*** Block opens ***
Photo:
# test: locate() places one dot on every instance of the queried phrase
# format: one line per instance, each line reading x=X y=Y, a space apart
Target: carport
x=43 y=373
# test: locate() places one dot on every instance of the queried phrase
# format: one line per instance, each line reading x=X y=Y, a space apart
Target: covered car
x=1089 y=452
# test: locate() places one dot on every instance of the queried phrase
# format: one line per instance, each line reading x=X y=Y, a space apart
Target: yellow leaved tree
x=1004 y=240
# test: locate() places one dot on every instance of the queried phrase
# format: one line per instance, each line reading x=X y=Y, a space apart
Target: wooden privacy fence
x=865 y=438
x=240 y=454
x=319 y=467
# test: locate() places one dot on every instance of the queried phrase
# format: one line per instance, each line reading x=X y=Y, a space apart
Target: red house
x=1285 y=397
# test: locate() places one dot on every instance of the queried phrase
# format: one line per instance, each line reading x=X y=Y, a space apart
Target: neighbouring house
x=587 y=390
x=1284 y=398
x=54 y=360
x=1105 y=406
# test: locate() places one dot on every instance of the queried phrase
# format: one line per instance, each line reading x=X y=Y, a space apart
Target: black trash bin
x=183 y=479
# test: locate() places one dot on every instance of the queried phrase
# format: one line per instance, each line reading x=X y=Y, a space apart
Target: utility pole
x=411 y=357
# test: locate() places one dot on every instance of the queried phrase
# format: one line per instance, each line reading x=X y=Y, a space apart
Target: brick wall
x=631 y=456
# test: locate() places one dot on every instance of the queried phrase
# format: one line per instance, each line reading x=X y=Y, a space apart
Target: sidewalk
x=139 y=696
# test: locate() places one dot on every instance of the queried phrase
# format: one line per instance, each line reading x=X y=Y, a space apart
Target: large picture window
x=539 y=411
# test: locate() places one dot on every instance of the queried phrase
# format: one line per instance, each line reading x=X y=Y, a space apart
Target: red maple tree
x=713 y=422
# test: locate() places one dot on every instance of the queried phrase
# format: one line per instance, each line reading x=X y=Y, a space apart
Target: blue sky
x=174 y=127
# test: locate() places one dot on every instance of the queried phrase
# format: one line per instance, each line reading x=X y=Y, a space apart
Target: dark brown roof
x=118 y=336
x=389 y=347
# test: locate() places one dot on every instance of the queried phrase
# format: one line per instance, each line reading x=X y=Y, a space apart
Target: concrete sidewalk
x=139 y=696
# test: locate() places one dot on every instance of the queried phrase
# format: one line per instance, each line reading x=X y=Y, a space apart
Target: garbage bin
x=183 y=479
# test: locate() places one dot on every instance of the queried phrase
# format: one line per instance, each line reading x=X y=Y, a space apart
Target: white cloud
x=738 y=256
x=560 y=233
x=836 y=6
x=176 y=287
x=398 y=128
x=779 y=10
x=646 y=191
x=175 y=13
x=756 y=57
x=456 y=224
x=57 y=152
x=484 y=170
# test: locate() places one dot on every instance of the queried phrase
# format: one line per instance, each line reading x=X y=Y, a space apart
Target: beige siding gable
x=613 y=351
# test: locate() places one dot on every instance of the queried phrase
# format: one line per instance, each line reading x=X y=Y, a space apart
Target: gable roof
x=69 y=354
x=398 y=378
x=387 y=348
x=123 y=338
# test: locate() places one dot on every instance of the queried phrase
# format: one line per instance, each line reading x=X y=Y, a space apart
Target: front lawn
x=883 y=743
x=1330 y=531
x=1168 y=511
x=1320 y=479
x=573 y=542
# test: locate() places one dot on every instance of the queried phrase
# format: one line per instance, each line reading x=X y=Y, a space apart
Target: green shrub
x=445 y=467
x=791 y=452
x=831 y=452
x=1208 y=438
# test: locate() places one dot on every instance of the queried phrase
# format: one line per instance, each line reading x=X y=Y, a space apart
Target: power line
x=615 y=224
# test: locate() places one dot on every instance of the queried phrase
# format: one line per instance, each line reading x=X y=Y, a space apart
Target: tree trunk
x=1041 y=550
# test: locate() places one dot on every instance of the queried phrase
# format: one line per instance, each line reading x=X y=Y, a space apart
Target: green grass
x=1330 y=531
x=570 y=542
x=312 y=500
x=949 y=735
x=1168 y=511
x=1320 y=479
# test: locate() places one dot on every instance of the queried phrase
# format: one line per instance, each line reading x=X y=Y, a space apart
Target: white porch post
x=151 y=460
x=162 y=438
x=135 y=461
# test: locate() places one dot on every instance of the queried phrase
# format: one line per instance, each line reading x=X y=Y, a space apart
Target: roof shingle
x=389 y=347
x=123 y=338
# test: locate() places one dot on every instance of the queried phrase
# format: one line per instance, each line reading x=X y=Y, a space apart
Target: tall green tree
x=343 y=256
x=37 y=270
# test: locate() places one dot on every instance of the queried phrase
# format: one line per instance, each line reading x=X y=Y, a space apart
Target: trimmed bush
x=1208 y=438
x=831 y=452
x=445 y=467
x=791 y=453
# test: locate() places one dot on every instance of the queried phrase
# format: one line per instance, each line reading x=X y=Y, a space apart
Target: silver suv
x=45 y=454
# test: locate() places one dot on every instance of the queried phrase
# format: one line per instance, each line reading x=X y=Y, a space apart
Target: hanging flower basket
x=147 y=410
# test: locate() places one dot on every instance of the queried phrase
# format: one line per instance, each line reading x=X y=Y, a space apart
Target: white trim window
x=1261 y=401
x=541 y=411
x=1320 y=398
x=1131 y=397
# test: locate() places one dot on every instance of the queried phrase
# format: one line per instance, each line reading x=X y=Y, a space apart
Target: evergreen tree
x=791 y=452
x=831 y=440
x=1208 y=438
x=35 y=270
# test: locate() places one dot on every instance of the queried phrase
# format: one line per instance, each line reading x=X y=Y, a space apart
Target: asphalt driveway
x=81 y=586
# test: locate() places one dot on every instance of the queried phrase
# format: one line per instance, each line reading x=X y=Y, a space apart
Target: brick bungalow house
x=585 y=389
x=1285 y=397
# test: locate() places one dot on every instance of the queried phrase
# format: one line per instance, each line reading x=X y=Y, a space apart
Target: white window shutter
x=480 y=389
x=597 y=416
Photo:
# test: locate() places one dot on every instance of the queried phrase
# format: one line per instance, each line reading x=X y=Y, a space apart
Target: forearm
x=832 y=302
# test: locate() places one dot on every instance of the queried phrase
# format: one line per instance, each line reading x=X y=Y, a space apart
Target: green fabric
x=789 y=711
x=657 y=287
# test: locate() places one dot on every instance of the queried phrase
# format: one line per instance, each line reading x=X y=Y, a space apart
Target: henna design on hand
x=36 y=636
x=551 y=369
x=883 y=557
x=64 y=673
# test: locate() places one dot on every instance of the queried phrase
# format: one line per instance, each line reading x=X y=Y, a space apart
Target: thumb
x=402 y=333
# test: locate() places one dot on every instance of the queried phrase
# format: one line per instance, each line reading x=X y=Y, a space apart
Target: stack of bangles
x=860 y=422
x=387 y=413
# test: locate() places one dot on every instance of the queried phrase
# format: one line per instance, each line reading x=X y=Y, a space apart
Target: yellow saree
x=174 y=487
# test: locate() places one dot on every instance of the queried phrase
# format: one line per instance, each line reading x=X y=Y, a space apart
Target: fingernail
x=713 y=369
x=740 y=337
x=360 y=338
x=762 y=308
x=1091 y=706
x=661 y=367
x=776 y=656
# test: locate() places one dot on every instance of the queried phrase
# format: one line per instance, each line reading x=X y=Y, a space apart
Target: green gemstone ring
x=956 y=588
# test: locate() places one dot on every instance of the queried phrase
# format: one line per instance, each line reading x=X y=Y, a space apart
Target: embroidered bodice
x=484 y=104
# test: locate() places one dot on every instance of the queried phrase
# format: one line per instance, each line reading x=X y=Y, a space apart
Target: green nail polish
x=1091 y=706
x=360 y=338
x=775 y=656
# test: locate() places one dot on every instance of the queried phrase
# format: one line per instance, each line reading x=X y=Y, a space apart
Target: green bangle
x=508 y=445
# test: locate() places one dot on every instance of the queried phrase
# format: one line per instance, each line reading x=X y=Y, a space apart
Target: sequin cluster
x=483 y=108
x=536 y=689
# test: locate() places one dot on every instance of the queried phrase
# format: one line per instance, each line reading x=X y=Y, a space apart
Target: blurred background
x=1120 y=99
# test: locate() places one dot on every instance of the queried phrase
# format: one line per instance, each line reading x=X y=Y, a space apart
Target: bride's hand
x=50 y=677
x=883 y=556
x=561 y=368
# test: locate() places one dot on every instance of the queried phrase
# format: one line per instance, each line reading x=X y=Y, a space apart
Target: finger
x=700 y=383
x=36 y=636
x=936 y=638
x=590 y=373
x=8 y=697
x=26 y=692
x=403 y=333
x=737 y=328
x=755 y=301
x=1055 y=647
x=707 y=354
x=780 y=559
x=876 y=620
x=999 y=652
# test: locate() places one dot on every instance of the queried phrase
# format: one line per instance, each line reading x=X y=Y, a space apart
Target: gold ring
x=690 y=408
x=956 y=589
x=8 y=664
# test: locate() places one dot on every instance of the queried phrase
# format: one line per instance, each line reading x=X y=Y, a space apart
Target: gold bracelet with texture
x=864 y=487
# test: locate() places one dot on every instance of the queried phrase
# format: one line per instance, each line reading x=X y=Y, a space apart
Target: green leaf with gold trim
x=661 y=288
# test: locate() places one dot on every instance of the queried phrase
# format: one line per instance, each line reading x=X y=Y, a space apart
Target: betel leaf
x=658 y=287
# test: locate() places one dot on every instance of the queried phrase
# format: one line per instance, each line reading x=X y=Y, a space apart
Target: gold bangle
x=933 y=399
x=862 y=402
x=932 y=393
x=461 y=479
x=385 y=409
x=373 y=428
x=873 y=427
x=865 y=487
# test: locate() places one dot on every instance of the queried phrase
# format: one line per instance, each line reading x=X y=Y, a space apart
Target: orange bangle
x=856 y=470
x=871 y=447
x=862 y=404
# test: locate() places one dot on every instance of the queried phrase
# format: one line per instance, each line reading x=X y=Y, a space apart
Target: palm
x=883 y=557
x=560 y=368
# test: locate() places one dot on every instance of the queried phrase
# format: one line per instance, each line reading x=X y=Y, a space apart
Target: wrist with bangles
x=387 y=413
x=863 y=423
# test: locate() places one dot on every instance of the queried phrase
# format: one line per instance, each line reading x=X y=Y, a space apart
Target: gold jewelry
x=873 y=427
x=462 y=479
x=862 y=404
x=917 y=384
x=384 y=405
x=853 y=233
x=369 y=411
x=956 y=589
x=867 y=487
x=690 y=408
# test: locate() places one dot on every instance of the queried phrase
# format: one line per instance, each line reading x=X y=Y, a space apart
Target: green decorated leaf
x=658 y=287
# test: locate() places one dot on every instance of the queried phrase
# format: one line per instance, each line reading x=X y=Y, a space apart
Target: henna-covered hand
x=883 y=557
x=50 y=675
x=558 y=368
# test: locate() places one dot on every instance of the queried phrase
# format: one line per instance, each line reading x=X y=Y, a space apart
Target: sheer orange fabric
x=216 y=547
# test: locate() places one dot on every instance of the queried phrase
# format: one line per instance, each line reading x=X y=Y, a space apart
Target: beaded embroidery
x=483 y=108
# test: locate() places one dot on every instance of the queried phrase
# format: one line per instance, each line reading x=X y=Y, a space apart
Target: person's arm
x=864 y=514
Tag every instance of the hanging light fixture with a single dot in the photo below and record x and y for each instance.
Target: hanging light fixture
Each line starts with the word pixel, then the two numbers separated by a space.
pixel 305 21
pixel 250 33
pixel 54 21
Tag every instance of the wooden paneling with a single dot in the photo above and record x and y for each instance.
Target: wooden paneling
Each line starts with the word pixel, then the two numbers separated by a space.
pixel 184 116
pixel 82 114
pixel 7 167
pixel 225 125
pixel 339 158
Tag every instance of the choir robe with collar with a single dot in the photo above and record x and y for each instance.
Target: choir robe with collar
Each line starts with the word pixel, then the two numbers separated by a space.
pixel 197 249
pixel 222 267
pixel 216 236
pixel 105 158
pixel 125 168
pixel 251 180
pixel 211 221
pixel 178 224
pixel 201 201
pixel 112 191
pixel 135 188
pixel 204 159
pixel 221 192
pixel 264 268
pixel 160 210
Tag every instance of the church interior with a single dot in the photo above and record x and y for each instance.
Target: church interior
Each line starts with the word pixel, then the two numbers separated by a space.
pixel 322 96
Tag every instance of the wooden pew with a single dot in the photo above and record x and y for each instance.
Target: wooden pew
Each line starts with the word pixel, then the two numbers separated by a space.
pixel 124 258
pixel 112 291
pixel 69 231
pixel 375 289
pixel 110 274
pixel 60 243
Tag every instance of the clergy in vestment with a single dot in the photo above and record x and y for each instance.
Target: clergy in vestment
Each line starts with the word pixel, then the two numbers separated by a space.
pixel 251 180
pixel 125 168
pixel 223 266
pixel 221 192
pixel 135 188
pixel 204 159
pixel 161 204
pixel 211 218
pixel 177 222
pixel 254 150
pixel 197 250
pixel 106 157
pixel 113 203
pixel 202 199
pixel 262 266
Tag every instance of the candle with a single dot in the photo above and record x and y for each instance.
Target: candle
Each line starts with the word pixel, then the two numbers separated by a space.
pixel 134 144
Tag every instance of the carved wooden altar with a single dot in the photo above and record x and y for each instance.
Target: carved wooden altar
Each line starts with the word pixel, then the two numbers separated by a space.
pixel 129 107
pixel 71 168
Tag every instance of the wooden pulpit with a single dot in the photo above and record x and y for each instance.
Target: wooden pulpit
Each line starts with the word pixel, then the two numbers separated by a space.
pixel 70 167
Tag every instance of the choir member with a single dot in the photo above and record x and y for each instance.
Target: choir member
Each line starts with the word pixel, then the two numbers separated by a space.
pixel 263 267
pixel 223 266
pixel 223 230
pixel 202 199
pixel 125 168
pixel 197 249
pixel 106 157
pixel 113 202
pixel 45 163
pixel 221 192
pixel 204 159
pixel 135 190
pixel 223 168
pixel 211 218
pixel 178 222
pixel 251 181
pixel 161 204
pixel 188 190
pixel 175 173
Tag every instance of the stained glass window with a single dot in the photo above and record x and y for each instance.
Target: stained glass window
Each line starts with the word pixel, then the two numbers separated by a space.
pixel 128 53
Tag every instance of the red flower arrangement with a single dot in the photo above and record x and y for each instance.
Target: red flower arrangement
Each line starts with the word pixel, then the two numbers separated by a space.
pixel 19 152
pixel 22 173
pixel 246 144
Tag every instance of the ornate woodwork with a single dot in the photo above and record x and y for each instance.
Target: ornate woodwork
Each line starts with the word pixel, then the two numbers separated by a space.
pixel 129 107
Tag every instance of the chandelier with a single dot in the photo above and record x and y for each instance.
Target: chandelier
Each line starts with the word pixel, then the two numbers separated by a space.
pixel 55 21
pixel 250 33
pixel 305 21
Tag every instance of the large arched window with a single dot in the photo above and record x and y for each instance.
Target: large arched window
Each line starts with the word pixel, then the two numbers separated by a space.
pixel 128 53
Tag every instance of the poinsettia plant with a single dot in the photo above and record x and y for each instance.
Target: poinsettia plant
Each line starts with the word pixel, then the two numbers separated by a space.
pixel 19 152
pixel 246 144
*** Block closes ***
• [TASK DIRECTIONS]: Which lines of the material above hold the string "poinsettia"? Pull them out.

• [RESPONSE BOX]:
Tag every instance of the poinsettia plant with a single dot in the photo above and record x and y for each instance.
Target: poinsettia plant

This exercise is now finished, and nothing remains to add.